**Given records**
****

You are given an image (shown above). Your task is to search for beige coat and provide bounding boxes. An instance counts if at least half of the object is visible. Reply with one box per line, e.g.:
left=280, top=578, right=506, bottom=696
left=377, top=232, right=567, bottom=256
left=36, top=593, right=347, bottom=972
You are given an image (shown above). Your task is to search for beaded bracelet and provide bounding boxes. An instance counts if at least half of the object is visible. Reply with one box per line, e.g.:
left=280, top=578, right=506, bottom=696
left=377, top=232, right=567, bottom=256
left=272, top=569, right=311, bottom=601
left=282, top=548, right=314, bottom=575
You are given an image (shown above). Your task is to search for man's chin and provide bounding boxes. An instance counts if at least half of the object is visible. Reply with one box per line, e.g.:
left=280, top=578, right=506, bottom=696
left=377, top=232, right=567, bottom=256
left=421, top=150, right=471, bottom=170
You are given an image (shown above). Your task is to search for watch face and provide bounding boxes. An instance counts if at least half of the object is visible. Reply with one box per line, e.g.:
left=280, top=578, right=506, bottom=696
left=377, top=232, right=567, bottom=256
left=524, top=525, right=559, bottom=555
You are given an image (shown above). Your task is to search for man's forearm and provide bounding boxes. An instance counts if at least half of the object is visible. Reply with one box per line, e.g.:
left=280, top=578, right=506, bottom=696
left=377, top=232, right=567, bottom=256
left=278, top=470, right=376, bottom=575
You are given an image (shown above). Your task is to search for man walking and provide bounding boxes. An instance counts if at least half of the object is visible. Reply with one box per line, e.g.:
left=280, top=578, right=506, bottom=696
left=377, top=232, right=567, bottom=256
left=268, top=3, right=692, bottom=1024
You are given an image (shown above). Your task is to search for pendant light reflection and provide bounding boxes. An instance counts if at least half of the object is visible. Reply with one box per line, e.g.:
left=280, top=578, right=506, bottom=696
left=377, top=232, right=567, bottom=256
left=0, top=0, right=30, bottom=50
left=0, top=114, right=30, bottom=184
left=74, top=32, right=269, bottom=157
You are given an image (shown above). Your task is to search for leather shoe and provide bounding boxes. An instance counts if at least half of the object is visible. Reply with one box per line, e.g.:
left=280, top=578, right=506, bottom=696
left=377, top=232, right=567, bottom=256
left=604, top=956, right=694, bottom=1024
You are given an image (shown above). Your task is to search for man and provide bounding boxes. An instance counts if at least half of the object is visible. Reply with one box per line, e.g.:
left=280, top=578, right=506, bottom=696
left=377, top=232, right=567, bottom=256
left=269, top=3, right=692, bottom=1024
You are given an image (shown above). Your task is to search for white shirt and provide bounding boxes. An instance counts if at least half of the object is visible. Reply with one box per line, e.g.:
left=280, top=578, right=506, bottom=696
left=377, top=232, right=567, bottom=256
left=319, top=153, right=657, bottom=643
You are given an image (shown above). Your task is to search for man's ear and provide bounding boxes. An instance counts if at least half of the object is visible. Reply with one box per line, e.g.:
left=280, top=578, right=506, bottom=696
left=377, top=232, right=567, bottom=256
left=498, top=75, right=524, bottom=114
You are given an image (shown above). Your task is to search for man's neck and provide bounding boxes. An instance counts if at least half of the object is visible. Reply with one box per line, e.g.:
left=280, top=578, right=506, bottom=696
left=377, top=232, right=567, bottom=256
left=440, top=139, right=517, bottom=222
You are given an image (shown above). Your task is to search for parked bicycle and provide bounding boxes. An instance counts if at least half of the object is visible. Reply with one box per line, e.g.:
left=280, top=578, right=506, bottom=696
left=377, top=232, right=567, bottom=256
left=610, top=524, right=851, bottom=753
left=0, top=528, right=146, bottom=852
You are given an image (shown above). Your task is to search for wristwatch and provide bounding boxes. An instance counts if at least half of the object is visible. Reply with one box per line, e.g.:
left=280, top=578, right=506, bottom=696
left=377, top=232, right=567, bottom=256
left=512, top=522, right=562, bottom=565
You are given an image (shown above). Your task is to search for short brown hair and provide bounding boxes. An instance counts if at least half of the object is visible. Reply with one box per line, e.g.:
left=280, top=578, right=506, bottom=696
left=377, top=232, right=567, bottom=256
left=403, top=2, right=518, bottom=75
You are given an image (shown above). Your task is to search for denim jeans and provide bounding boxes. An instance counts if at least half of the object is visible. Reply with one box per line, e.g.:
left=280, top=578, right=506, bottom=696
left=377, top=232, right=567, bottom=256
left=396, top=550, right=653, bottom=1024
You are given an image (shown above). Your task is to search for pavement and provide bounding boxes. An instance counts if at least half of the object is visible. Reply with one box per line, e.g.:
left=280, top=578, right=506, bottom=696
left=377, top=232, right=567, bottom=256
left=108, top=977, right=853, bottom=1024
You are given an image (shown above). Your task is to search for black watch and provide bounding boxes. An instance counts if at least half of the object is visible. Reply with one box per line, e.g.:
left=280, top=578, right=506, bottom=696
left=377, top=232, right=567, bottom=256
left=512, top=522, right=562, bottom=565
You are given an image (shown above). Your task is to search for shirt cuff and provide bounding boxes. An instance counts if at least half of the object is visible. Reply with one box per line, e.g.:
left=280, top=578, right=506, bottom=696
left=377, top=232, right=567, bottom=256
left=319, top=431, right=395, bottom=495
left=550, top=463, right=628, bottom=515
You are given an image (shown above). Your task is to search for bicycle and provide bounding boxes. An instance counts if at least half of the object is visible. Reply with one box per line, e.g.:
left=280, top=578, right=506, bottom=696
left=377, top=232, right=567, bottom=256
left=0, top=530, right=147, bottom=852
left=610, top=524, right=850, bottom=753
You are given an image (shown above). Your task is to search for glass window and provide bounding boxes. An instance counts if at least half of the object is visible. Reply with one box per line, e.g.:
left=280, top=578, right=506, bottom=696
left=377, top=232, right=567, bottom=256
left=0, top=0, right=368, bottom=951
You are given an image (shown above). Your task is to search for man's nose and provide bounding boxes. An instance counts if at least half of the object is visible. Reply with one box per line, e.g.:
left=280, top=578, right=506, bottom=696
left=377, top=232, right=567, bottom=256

****

**Task details**
Write out all of the material above again, line for line, changing nothing.

**Expected output**
You are given an image (shown above). Your task is to search for beige coat and provide bounding boxes. An instance counts if at least half of the object is visible. Reply with one box per line, e.g.:
left=280, top=578, right=506, bottom=696
left=377, top=232, right=567, bottom=256
left=36, top=593, right=347, bottom=972
You are given an image (shown above). Your task is to search for beaded bracelet and provide bounding boxes. An instance counts if at least half of the object is visible. Reply with one box per line, e.g.:
left=280, top=578, right=506, bottom=696
left=377, top=232, right=567, bottom=256
left=272, top=569, right=311, bottom=601
left=282, top=548, right=314, bottom=575
You are given an image (shown above). Your task is to search for man's chin and provide bounding boxes. An instance counts if at least half of the object is visible. Reply with one box per line, e.g.:
left=280, top=578, right=506, bottom=696
left=377, top=232, right=567, bottom=256
left=421, top=150, right=471, bottom=170
You are given an image (shown above). Your task is to search for watch face and provide bounding boxes. An instance counts if at least half of the object is visible. Reply with one box per line, e.g.:
left=280, top=578, right=506, bottom=696
left=377, top=232, right=567, bottom=256
left=524, top=525, right=559, bottom=555
You are given an image (shown above). Your task is to search for man's forearm and provide bounding boxes. An instance counts if at least half of the object is visible. Reply with one box per line, e.g.:
left=280, top=578, right=506, bottom=696
left=377, top=232, right=567, bottom=256
left=278, top=470, right=376, bottom=575
You are given an image (shown above). Your task is to search for man walking and provide bounding boxes. An instance counts if at least half of the object is visible. Reply with one box per line, e.g.:
left=280, top=578, right=506, bottom=696
left=377, top=232, right=567, bottom=256
left=268, top=3, right=692, bottom=1024
You are given an image (shown above). Your task is to search for pendant light reflection and provide bounding boxes. An instance counts if at least half of the object is visible. Reply with one box per line, e.g.:
left=280, top=578, right=506, bottom=696
left=377, top=232, right=567, bottom=256
left=0, top=0, right=30, bottom=50
left=0, top=114, right=30, bottom=184
left=74, top=32, right=269, bottom=157
You are given an image (shown above). Your task is to search for leather shoe and provide bounding boxes. An instance counts if at least half of the object is visible. Reply with one box per line, e.g.:
left=280, top=578, right=506, bottom=696
left=377, top=232, right=567, bottom=256
left=604, top=956, right=694, bottom=1024
You are given an image (shown above). Your task is to search for man and provide bounding boxes. An instance counts if at least half of the object is visible. Reply with one box per line, e.g.:
left=280, top=578, right=506, bottom=696
left=377, top=232, right=567, bottom=256
left=269, top=3, right=692, bottom=1024
You are given an image (shown above). Your task is to search for white shirt and provide bounding boxes. An instance counts if at least half of the object is visible. Reply with one box per line, e.g.:
left=280, top=578, right=506, bottom=696
left=377, top=232, right=567, bottom=256
left=319, top=153, right=657, bottom=643
You are given an image (shown above). Your task is to search for man's ear and provide bounding boxes. An instance counts if at least half of the object is visible. Reply with one box per line, e.g.:
left=280, top=578, right=506, bottom=696
left=377, top=232, right=567, bottom=256
left=498, top=75, right=524, bottom=114
You are given an image (shown above). Your task is to search for man's neck and provide bounding boxes. An instance counts if at least half of the object is visible. Reply with one box per line, e.g.:
left=280, top=578, right=506, bottom=696
left=377, top=232, right=567, bottom=256
left=440, top=139, right=517, bottom=222
You are given an image (shown above). Your task is to search for parked bicycle and provide bounding boxes. An instance counts if at least half of the object is visible. Reply with one box per line, e.g.:
left=280, top=578, right=506, bottom=696
left=377, top=232, right=567, bottom=256
left=610, top=524, right=851, bottom=753
left=0, top=528, right=146, bottom=852
You are given an image (shown above). Your task is to search for wristwatch and provide bounding boxes. An instance counts if at least half of the object is visible. Reply with one box per line, e.g.:
left=280, top=578, right=506, bottom=696
left=377, top=232, right=567, bottom=256
left=512, top=522, right=562, bottom=565
You are given an image (shown above). Your task is to search for short brown hair and provide bounding boxes. An instance counts if at least half of the object is visible. Reply with one box per line, e.g.:
left=280, top=578, right=506, bottom=696
left=377, top=232, right=567, bottom=256
left=403, top=2, right=518, bottom=75
You are given an image (shown above). Your task is to search for denim jeans and provide bounding boxes. An instance counts if at least half of the object is visible. Reply with one box per line, e.g.:
left=280, top=578, right=506, bottom=696
left=377, top=232, right=567, bottom=256
left=396, top=550, right=653, bottom=1024
You are given an image (shown above). Your task is to search for pavement and provide bounding boxes. An instance counts if at least half of the object is visible. Reply with one box per line, e.g.:
left=280, top=578, right=506, bottom=696
left=377, top=232, right=567, bottom=256
left=108, top=977, right=853, bottom=1024
You are given an image (shown above). Your task is to search for black watch and provide bounding boxes. An instance counts if at least half of the object is visible. Reply with one box per line, e.g.:
left=280, top=578, right=506, bottom=696
left=377, top=232, right=567, bottom=256
left=512, top=522, right=562, bottom=565
You are given an image (shown above). Your task is to search for shirt cuff and provide bounding boxes. An instance counts if at least half of the object is visible. Reply with one box per line, e.g.:
left=280, top=578, right=506, bottom=696
left=377, top=232, right=567, bottom=256
left=319, top=431, right=395, bottom=495
left=550, top=463, right=628, bottom=515
You are given an image (shown above). Your task is to search for bicycle and provide bounding boxes. An instance counts if at least half of the object is visible. Reply with one box per line, e.g.:
left=280, top=578, right=506, bottom=696
left=377, top=232, right=567, bottom=256
left=0, top=530, right=147, bottom=852
left=610, top=524, right=850, bottom=753
You are given an image (shown above). Your task is to search for glass window and provide bounding boxes. An instance counts if at least half of the object is visible. Reply with one box per line, e.g.:
left=280, top=578, right=506, bottom=696
left=377, top=232, right=567, bottom=256
left=0, top=0, right=368, bottom=951
You are given an image (shown above). Your task is to search for man's nose and provide bounding boxes. An instance counts if at least half of the object is visible. Reply with one box per line, e.g.:
left=280, top=578, right=506, bottom=696
left=377, top=232, right=567, bottom=256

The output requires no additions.